- **DATA FOR THIS EXERCISE**:

......

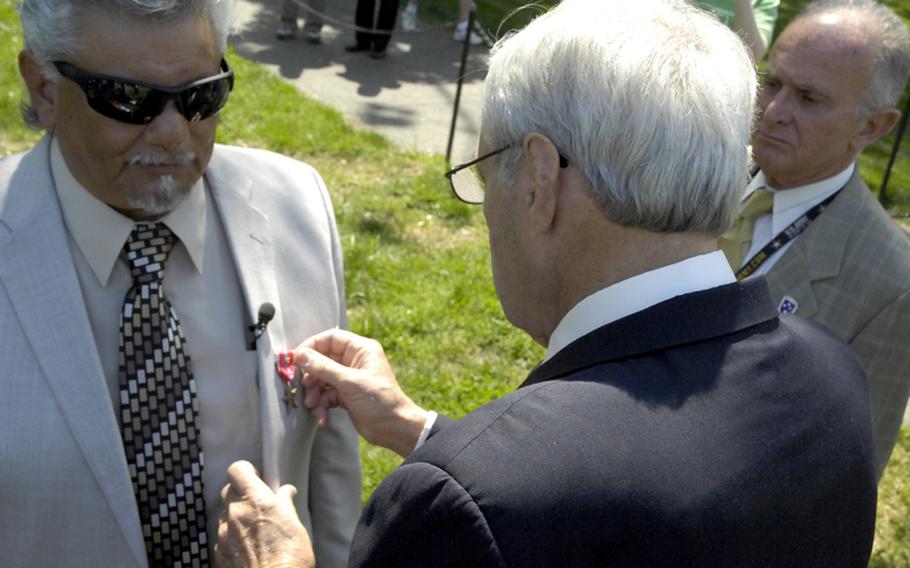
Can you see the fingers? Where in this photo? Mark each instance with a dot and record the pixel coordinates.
(319, 401)
(286, 494)
(243, 479)
(341, 345)
(318, 367)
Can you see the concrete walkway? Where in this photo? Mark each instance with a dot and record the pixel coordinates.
(407, 97)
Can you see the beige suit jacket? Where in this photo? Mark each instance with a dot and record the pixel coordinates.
(850, 271)
(65, 493)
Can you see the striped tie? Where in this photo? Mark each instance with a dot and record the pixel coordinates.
(737, 242)
(159, 411)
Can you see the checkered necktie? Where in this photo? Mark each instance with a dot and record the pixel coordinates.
(159, 411)
(738, 241)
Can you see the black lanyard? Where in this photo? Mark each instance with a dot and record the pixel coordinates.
(784, 237)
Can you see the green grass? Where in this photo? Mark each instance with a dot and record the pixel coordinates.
(417, 260)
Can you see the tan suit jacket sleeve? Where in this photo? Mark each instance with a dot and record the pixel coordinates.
(850, 271)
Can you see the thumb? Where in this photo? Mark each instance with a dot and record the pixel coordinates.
(318, 367)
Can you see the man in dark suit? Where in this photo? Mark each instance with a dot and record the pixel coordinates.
(834, 80)
(677, 420)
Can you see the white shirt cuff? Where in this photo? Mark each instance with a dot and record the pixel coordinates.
(427, 426)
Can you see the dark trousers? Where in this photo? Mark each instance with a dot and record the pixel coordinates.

......

- **WORK TO BE COMPLETED**:
Please copy out the data above without the pictures, replacing "suit jacket" with "blazer" wherever it occurs and changing nothing else.

- **EXERCISE RESPONSE**:
Can you see the fingers? Where in this photo? Mark each instance with a dot and record the pixel coordinates.
(319, 401)
(286, 494)
(243, 479)
(341, 345)
(318, 367)
Can you see the concrete walkway? Where in this photo? Mark each instance with a dot and record the pixel coordinates.
(407, 97)
Can you see the beige blazer? Where in this photo? Mark each instance with a dot and record the pixel coordinates.
(850, 271)
(65, 493)
Can you see the striped tie? Where in this photo? Mark each instance with a dot and record the pixel coordinates.
(737, 242)
(159, 411)
Can you see the checkered necktie? Where in this photo? Mark each instance with a dot and record the pixel coordinates.
(159, 411)
(738, 241)
Can you see the black lanyard? Where in this photo? Mark each instance with a dot and record the pixel coordinates.
(784, 237)
Can you see the green grass? Where in this photo? Mark each instance with a dot and record the pixel coordinates.
(417, 260)
Can you see the tan blazer sleeve? Where in this photo? Mark each instance with a dot and record the pixel coordinates.
(850, 271)
Can you see the thumb? Where in this photo? Mark each instance with a dot and record the pixel coordinates.
(318, 367)
Can you see the man in dark suit? Where in this photo? Mark each instance with a dot and record the pixel coordinates.
(834, 80)
(677, 420)
Can you see the white shirt cuff? Where in this photo? Mark each instance with a dot and record the pixel coordinates.
(427, 426)
Can you see the dark trousers? Where in this photo? Mark each instance with a dot and record the pixel coordinates.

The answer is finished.